* Görev Listesi:
1. Aşağıdaki (a), (b) ve (c) ifadelerinin 13 rakamı hakkındaki yazıyla örtüşüp örtüşmediğini belirtiniz. Her biri için evet veya hayır yazarak yazıdan belirleyici ifadeyi aynen alıntılayınız.
(a) Henry Ford ayın 13'ünde çalışmazdı.
(b) Tapınak Şövalyeleri, İngiltere Kralı ile Papa'nın işbirliği sonucu tutuklandı.
(c) İbrani alfabesinin 13'üncü harfi "m"dir.
2. 13 rakamı hakkındaki yazıda bu fobiye sahip olduğu belirtilen ünlü kişilerin tamamını sıralayınız.
3. 13 rakamı hakkındaki yazıyı, son cümlesinden itibaren aynı üslupla devam ettiriniz.

* Sayfa:
----------------------------------------

Hasan Karakaya

Hasan Karakaya

Fantastik bir konu... Derin Devlet’in 17 tutkusu!

Fantastik bir konu... Derin Devlet’in 17 tutkusu!

Hep “ciddi” konuları gündeme getiriyor, hep “ciddi” konularda kalem oynatıyoruz... Ne dersiniz; bugün de “fantastik bir konu”ya eğilelim mi?.. Meselâ, “17’nin sırrı nedir?” konusuna kafa yoralım mı?..

Biliyorum; durduk yerde bu “17” rakamı da nereden çıktı diye soracaksınız...

Hemen söyleyeyim, ben çıkarmadım!..

“13” rakamını kim çıkardıysa, “19 rakamı”nı kim uydurduysa, “88” rakamını kim icat ettiyse, “17” rakamını da birileri bulmuş!..

Önce “13”ten başlayalım...

Malûm, özellikle “Hıristiyan Alemi”nde bir “13 fobisi” vardır... Onlara göre, 13; “uğursuz” bir rakamdır!..

13 NİYE UĞURSUZ?

Peki, nedir bu “fobi”nin kaynağı?..

Bu tarihi neden “uğursuz” sayarlar?..

“Uğursuz”(!)luğun kaynağı çoktur.

Meselâ; Hz. İsa’nın bir Cuma günü çarmıha gerilmesinden önceki son yemeğinde toplam 13 kişi bulunuyordu. Yani, Hz. İsa ve 12 Havari... Sonraları 13 sayısını çağrıştıran bu sayının içinde geçtiği herşey lanetli, kötü ve korkunç olarak nitelendirilmeye başlandı.

İbranilere göre de 13 sayısının uğursuz olmasının sebebi, İbrani alfabesinin 13’üncü harfinin “mavet” yani “ölüm” kelimesinin ilk harfi olan “m” olmasıdır.

13 Ekim 1307 Cuma günü, Fransa Kralı Philippe ile Papa Clemens’in işbirliği sonucu Tapınak Şövalyeleri’nin çoğu tutuklanıp idam edilmişti!..

Tarihte ünlü kişilerden kimileri de bu “fobi”ye sahipti... Meselâ Henry Ford ayın 13’ünde çalışmazdı... Franklin Delano Roosevelt, 13 kişilik bir grupla aynı masada yemek yemezdi... Napolyon, Mark Twain ve Richard Wagner de bu fobiye sahip öteki ünlü kişilerdir.

Birçok otel müşterisi 13 numaralı odada kalmayı reddeder... Bu sebeple, kimi otellerde oda numaraları 12, 12A, 14 olarak devam eder. Yemek sırasında masada 13 kişinin olması büyük uğursuzluk olarak görülür. Ayın 13’üne rastlayan Cuma gününde kişiler yolculuk yapmaktan, anlaşma imzalamaktan kaçınırlar.

Kimi ülkelerde gökdelenlerin asansörleri 13’üncü katta durmaz.

Bilmem farkettiniz mi; “THY uçakları”nda bile “13 numaralı koltuk” yoktur!..

----------------------------------------

* Kayıtlı Veriler:
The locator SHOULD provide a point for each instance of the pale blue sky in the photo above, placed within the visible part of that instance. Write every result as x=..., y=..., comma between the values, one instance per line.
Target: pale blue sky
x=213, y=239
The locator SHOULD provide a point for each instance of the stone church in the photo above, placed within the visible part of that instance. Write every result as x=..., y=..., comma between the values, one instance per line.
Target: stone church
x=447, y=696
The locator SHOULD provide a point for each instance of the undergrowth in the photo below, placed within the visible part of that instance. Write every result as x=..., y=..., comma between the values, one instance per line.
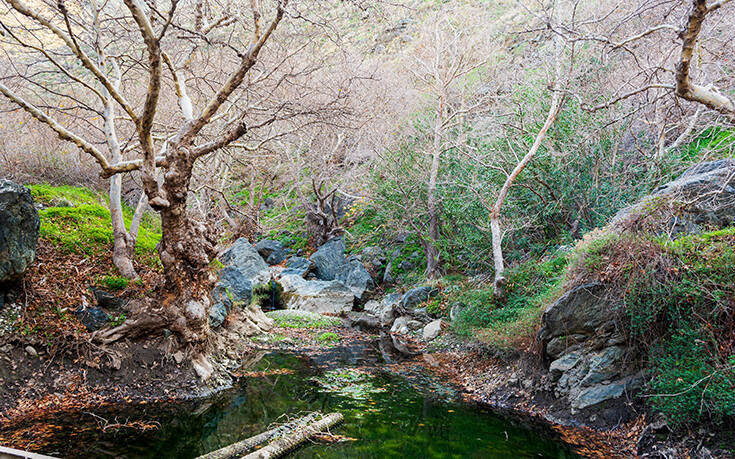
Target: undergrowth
x=678, y=301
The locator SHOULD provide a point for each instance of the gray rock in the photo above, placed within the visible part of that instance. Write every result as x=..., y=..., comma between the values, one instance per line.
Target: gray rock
x=221, y=305
x=92, y=318
x=19, y=225
x=373, y=307
x=237, y=284
x=598, y=394
x=416, y=296
x=387, y=276
x=388, y=309
x=400, y=325
x=455, y=310
x=432, y=330
x=356, y=277
x=329, y=259
x=106, y=300
x=316, y=296
x=374, y=257
x=243, y=256
x=272, y=251
x=299, y=266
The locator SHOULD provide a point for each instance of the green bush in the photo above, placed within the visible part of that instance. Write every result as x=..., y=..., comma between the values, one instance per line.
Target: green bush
x=115, y=282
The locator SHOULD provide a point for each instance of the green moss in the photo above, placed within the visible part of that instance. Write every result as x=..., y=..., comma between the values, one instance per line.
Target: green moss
x=302, y=319
x=85, y=227
x=114, y=282
x=328, y=338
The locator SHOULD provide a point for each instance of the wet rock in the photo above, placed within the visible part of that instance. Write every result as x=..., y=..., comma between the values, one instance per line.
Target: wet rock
x=400, y=325
x=92, y=318
x=19, y=225
x=416, y=296
x=272, y=251
x=316, y=295
x=299, y=266
x=432, y=330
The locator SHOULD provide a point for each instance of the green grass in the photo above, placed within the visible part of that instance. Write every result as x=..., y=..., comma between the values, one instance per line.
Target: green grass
x=506, y=323
x=86, y=228
x=302, y=319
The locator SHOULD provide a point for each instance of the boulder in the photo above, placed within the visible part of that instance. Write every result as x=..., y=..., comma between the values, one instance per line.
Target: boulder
x=416, y=296
x=243, y=256
x=299, y=266
x=316, y=296
x=92, y=318
x=19, y=225
x=221, y=305
x=388, y=309
x=329, y=259
x=331, y=264
x=271, y=251
x=354, y=275
x=432, y=330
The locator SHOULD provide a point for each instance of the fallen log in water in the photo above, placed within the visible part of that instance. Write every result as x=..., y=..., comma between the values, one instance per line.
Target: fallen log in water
x=283, y=445
x=242, y=447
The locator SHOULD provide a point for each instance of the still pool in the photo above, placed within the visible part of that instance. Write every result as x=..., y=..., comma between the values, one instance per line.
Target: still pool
x=387, y=415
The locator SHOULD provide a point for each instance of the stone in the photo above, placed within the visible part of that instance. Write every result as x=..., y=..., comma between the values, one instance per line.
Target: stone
x=19, y=226
x=243, y=256
x=329, y=259
x=316, y=296
x=299, y=266
x=388, y=276
x=272, y=251
x=92, y=318
x=354, y=275
x=221, y=305
x=432, y=330
x=416, y=296
x=388, y=309
x=597, y=394
x=106, y=300
x=373, y=256
x=455, y=310
x=236, y=284
x=373, y=307
x=400, y=325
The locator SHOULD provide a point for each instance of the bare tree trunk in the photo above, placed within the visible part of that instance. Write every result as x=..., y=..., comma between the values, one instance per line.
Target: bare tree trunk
x=186, y=249
x=123, y=243
x=557, y=99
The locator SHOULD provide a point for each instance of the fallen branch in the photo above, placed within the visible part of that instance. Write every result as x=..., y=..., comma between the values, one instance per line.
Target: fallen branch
x=282, y=446
x=242, y=447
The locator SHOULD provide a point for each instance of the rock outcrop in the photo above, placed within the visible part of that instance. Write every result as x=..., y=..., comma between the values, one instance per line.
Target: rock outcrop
x=331, y=264
x=316, y=295
x=581, y=334
x=19, y=225
x=244, y=267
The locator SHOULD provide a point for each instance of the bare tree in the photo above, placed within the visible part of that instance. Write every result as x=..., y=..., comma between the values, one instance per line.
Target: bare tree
x=165, y=166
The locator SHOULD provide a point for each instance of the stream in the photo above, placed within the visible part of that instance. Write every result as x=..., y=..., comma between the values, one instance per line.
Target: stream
x=387, y=414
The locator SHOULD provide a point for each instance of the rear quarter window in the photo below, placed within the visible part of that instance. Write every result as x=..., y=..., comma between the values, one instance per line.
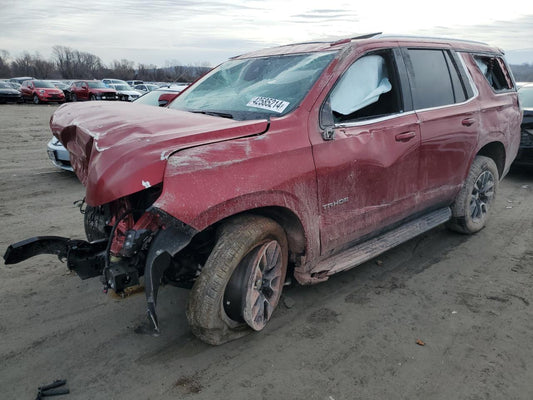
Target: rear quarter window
x=495, y=72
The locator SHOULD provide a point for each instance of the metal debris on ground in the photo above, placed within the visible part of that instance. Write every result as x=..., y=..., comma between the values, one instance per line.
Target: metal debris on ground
x=52, y=389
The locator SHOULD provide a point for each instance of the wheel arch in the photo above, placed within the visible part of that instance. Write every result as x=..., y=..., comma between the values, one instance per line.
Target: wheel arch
x=496, y=151
x=286, y=218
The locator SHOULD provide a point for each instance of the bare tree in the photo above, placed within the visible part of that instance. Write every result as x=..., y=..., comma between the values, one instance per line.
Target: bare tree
x=123, y=69
x=23, y=65
x=76, y=64
x=5, y=70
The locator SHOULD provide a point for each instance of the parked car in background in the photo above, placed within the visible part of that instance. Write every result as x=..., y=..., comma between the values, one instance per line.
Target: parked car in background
x=125, y=92
x=14, y=85
x=8, y=94
x=21, y=79
x=91, y=90
x=58, y=154
x=145, y=87
x=40, y=91
x=160, y=97
x=525, y=152
x=65, y=87
x=111, y=81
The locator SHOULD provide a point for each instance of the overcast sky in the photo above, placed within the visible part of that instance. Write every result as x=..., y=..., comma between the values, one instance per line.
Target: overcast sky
x=166, y=32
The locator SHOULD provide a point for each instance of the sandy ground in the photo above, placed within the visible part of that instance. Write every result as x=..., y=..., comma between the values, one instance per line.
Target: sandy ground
x=354, y=337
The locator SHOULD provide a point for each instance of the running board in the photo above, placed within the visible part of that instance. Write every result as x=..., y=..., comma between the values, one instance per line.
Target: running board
x=365, y=251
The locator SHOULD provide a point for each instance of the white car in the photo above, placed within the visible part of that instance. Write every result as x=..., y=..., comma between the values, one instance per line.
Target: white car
x=58, y=154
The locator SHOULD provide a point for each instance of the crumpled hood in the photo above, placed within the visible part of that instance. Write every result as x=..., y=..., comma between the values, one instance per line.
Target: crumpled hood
x=117, y=149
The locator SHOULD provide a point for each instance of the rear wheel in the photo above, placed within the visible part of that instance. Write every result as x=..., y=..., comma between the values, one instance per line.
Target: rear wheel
x=471, y=208
x=240, y=285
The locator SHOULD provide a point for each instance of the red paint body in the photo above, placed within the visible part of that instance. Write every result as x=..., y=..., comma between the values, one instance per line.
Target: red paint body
x=30, y=89
x=327, y=194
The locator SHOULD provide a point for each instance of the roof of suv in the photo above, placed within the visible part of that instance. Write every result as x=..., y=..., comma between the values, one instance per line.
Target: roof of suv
x=317, y=46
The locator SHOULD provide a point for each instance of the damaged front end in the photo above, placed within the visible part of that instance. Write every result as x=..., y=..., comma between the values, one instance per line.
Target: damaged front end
x=127, y=239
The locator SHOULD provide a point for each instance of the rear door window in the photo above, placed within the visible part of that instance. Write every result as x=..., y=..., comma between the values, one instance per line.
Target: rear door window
x=435, y=78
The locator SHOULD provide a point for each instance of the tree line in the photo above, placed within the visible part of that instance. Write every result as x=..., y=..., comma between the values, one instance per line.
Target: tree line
x=68, y=63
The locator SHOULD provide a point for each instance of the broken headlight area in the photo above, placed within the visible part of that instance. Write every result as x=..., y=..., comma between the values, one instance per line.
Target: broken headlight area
x=128, y=239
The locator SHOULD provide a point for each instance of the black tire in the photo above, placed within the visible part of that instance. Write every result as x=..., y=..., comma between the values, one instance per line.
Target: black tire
x=94, y=222
x=471, y=208
x=241, y=282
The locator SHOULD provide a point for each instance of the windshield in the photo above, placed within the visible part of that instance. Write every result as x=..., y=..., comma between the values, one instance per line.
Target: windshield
x=97, y=85
x=43, y=84
x=255, y=87
x=526, y=96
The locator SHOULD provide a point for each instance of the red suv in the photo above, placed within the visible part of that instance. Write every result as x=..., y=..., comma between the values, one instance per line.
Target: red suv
x=306, y=160
x=41, y=92
x=91, y=90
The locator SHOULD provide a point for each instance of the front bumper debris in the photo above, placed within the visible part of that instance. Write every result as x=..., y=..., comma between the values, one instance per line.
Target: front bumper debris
x=87, y=259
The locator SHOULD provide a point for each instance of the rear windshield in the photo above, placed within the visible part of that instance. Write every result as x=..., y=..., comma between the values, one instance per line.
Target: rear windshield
x=255, y=87
x=526, y=96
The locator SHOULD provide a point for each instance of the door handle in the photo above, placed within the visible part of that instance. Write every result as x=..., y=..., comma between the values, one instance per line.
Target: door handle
x=404, y=137
x=468, y=121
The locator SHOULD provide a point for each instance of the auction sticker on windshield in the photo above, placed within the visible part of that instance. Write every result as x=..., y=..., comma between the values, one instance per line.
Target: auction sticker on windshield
x=266, y=103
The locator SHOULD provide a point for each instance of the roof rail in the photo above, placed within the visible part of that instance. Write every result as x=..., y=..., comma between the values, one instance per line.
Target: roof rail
x=389, y=35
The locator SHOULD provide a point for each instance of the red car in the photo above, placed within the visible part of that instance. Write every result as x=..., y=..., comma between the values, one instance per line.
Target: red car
x=306, y=160
x=40, y=91
x=91, y=90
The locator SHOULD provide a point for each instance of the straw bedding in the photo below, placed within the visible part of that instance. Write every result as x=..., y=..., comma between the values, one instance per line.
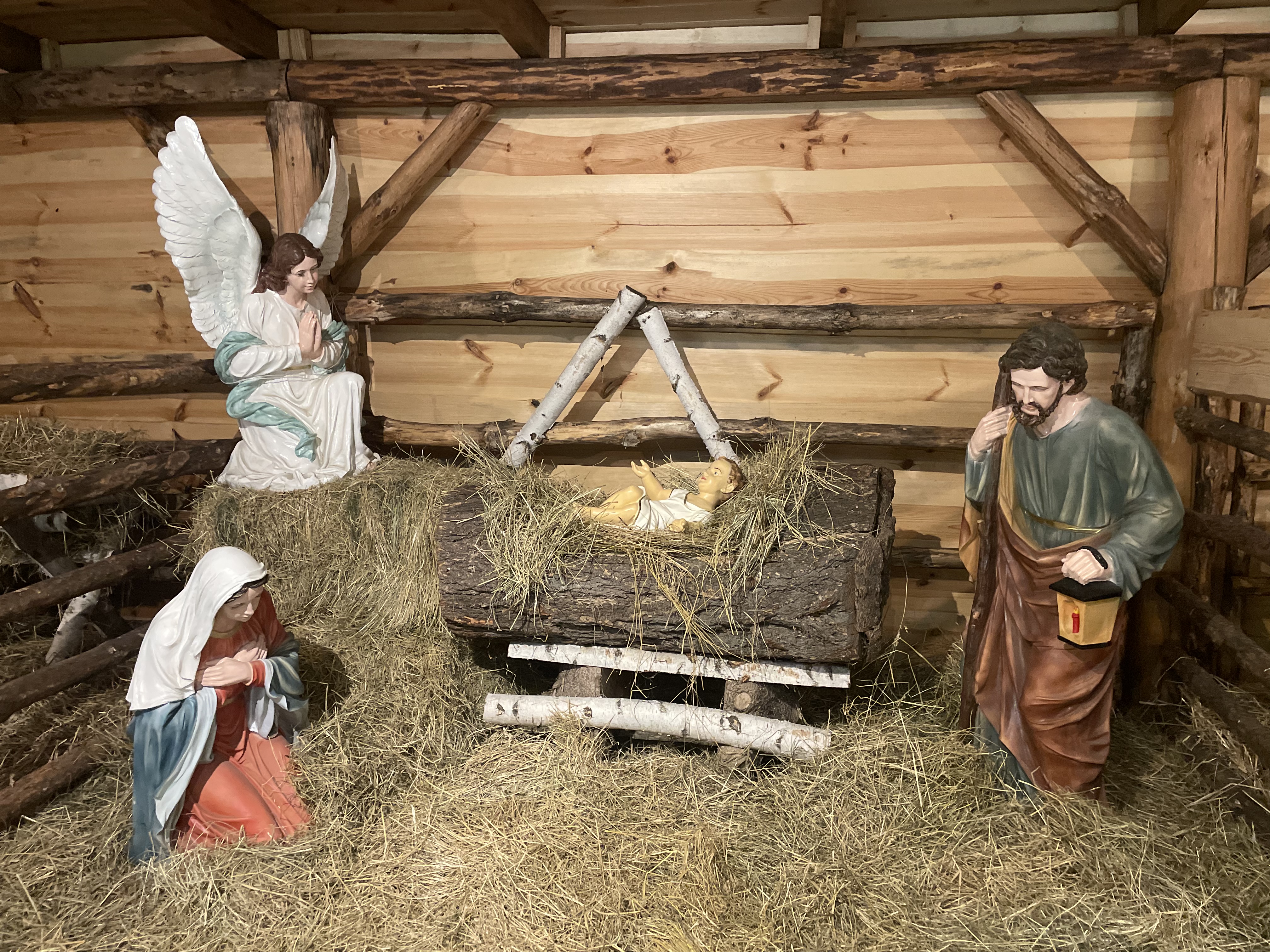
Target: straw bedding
x=433, y=832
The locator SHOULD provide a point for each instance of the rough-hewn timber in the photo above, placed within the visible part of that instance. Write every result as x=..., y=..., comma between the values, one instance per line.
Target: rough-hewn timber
x=163, y=374
x=818, y=604
x=506, y=308
x=632, y=433
x=859, y=73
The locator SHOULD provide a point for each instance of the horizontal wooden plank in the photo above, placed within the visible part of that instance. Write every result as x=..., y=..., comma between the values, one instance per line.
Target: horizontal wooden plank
x=954, y=69
x=1231, y=354
x=436, y=375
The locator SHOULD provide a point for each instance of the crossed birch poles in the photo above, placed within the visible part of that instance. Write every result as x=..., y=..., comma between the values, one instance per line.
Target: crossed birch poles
x=592, y=351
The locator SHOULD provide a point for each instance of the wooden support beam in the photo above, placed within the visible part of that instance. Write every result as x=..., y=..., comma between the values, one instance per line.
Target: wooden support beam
x=1239, y=718
x=164, y=374
x=92, y=577
x=1259, y=246
x=300, y=139
x=20, y=53
x=1100, y=204
x=835, y=18
x=1254, y=660
x=1032, y=66
x=1236, y=532
x=27, y=795
x=408, y=181
x=25, y=691
x=53, y=493
x=506, y=308
x=230, y=23
x=1164, y=17
x=1201, y=424
x=153, y=131
x=636, y=432
x=523, y=26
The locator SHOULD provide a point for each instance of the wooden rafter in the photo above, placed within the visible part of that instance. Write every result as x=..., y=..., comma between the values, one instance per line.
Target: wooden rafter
x=1100, y=204
x=230, y=23
x=409, y=179
x=1160, y=17
x=523, y=26
x=20, y=51
x=1122, y=64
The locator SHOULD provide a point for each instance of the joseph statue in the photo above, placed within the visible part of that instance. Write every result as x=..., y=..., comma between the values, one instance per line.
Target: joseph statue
x=1083, y=494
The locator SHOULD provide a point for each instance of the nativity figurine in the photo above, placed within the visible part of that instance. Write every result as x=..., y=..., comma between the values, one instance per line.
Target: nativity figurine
x=216, y=701
x=1086, y=512
x=299, y=411
x=653, y=508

----------------------------------------

* Görevlerin Cevapları:
1.
(a) Evet: "Henry Ford ayın 13’ünde çalışmazdı"
(b) Hayır: "Fransa Kralı Philippe ile Papa Clemens’in işbirliği sonucu Tapınak Şövalyeleri’nin çoğu tutuklanıp idam edilmişti"
(c) Evet: "İbrani alfabesinin 13’üncü harfinin “mavet” yani “ölüm” kelimesinin ilk harfi olan “m” olmasıdır"

2. Henry Ford, Franklin Delano Roosevelt, Napolyon, Mark Twain, Richard Wagner

3.
Agatha Christie’nin “Thirteen at Dinner” adlı romanında da 13 rakamı uğursuz olarak geçmektedir.

“Hıristiyan”ların, “13” rakamını uğursuz saymalarının bir sebebi olarak da, “İstanbul’un fethi” gösterilir... Malûm, İstanbul, 1453’te fethedildi... 1453 sayısının rakamlarının toplamı da, 13 eder!..

19 SAÇMALIĞI!

Malûm, 1980’li yıllarda da, bir “19 fırtınası” esmişti... Bazı “aklı evvel”ler, Kur’an-ı Kerim’in “19 ve katları”na göre dizayn edildiğini iddia ediyordu...

19’un mucidi Ahmet Deedad adlı bir adamdı... Amerika’da yaşayan Raşit Halife adlı bir adam da, bunu köpürtmüş, ona inanan Edip Yüksel de, maalesef onların “Türkiye şubesi” gibi çalışmıştı...

Ne var ki; İslâm alimleri toplanıp, ortak açıklama yapmıştı: “Bunu çıkaran Hurifilerdir!.. Hurufilik de sapık bir tarikattır!”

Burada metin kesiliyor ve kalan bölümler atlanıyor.